#### Stated problem
Select each line in the listing below that contains the string "wing". Letter case matters.

[Stored items]
* START *
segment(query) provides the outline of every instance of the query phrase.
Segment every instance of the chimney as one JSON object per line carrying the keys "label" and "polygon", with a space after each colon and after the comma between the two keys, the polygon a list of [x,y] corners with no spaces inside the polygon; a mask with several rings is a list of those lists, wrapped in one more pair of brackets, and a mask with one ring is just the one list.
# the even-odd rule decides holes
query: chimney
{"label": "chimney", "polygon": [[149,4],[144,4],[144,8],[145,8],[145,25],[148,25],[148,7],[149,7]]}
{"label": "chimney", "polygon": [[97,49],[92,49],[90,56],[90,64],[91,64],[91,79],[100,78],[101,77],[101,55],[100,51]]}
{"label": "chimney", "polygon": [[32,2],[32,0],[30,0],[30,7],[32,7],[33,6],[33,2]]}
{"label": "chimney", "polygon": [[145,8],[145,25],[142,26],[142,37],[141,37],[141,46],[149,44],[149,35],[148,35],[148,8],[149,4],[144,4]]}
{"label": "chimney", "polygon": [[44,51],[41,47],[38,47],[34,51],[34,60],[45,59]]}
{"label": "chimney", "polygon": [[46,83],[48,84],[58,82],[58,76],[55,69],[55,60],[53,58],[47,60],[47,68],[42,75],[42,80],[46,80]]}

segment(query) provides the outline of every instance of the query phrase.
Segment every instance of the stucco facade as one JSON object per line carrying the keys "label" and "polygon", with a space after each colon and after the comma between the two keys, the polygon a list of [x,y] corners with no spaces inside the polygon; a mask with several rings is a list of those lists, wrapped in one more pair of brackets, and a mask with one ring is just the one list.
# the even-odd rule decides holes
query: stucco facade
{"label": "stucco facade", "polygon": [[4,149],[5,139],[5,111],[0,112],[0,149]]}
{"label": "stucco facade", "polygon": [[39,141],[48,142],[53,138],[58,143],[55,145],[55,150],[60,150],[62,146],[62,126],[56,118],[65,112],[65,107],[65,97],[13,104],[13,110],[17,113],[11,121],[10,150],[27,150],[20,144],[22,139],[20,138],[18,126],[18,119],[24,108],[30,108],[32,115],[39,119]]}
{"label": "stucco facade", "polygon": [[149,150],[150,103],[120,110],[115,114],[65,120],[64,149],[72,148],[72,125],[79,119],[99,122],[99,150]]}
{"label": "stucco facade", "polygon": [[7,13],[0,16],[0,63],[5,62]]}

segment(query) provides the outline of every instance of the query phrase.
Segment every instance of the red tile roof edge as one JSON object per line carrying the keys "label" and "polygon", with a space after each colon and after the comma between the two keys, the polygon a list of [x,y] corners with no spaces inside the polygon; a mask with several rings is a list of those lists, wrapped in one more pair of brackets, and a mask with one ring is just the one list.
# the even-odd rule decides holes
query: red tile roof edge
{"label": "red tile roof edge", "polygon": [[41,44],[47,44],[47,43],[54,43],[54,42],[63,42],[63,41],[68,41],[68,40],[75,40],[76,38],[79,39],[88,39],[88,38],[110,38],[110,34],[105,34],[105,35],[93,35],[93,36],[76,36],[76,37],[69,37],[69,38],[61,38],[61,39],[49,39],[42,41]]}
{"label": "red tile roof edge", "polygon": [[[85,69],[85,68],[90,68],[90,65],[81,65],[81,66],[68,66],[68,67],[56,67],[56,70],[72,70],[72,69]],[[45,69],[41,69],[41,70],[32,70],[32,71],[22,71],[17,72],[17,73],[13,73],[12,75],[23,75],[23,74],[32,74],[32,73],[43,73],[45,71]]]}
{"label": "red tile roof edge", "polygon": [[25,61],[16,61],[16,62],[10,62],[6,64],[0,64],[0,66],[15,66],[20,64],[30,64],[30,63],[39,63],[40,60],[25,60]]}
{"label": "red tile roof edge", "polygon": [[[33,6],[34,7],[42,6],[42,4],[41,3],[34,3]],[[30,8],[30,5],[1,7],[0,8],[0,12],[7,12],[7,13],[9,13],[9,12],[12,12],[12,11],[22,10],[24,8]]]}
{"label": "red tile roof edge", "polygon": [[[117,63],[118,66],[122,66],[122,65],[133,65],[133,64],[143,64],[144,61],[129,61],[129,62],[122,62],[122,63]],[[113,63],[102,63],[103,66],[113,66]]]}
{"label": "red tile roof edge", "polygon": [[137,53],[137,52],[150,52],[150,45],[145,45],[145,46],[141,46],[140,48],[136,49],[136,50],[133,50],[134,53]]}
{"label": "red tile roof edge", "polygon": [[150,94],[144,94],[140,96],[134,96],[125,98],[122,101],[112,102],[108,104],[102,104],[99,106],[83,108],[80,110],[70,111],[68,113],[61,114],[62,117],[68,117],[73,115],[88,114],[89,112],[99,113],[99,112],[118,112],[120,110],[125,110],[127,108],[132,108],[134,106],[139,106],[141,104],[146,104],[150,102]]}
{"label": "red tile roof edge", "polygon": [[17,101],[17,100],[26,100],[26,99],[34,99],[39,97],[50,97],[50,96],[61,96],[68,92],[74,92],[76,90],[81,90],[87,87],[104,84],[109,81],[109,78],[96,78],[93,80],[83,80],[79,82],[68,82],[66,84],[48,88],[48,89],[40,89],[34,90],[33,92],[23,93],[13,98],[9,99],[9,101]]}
* END *
* START *
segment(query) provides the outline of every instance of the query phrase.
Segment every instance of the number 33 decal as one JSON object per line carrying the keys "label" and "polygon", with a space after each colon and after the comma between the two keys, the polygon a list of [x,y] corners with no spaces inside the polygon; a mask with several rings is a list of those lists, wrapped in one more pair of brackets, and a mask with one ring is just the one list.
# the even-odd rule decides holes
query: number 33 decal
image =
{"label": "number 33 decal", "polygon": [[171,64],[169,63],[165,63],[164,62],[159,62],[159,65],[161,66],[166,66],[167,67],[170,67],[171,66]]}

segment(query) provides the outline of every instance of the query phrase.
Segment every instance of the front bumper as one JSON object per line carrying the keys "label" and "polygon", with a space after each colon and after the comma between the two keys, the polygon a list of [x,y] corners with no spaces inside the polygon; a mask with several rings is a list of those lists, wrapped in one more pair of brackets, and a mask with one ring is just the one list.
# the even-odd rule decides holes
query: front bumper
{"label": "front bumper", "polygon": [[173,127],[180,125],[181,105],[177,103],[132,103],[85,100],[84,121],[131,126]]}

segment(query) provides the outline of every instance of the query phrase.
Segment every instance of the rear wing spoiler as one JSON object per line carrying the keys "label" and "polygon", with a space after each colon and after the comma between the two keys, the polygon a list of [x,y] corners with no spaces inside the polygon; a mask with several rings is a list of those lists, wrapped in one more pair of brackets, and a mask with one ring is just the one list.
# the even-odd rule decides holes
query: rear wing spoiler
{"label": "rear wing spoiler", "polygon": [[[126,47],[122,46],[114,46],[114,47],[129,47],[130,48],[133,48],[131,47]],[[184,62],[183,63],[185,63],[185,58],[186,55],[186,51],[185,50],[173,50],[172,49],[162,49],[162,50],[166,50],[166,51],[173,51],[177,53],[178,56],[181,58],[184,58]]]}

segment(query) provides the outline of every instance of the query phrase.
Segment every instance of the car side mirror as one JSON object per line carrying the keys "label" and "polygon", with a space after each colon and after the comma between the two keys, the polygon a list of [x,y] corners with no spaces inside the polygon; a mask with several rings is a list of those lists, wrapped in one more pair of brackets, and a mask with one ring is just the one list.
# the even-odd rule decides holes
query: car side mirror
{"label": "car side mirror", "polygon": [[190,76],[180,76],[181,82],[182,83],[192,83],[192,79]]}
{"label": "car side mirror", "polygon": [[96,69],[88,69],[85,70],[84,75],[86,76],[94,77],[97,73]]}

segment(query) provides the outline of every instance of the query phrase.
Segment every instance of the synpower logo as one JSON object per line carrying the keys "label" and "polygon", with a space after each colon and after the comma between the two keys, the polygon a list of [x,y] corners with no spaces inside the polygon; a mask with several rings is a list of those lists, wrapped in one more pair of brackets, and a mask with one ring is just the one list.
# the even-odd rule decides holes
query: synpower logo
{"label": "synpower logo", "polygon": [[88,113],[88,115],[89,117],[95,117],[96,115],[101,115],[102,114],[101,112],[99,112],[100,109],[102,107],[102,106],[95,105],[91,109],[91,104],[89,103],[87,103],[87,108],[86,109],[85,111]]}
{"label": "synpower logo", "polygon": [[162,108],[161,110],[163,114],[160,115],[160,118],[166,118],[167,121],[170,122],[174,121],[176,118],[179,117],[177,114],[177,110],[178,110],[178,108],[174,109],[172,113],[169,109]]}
* END *
#### Correct result
Segment every instance of the rear wing spoiler as one JSON object per line carrying the keys "label" and "polygon", with a space after each colon and after the comma between the two keys, the polygon a list of [x,y] corners with no spaces inside the polygon; a mask with several rings is a list of those lists, wrapped in one more pair of brackets, and a mask with one ring is just the one list.
query: rear wing spoiler
{"label": "rear wing spoiler", "polygon": [[[126,47],[122,46],[114,46],[114,47],[129,47],[130,48],[133,48],[131,47]],[[184,62],[183,63],[185,63],[185,58],[186,55],[186,51],[185,50],[173,50],[172,49],[162,49],[162,50],[166,50],[166,51],[173,51],[177,53],[178,56],[181,58],[184,58]]]}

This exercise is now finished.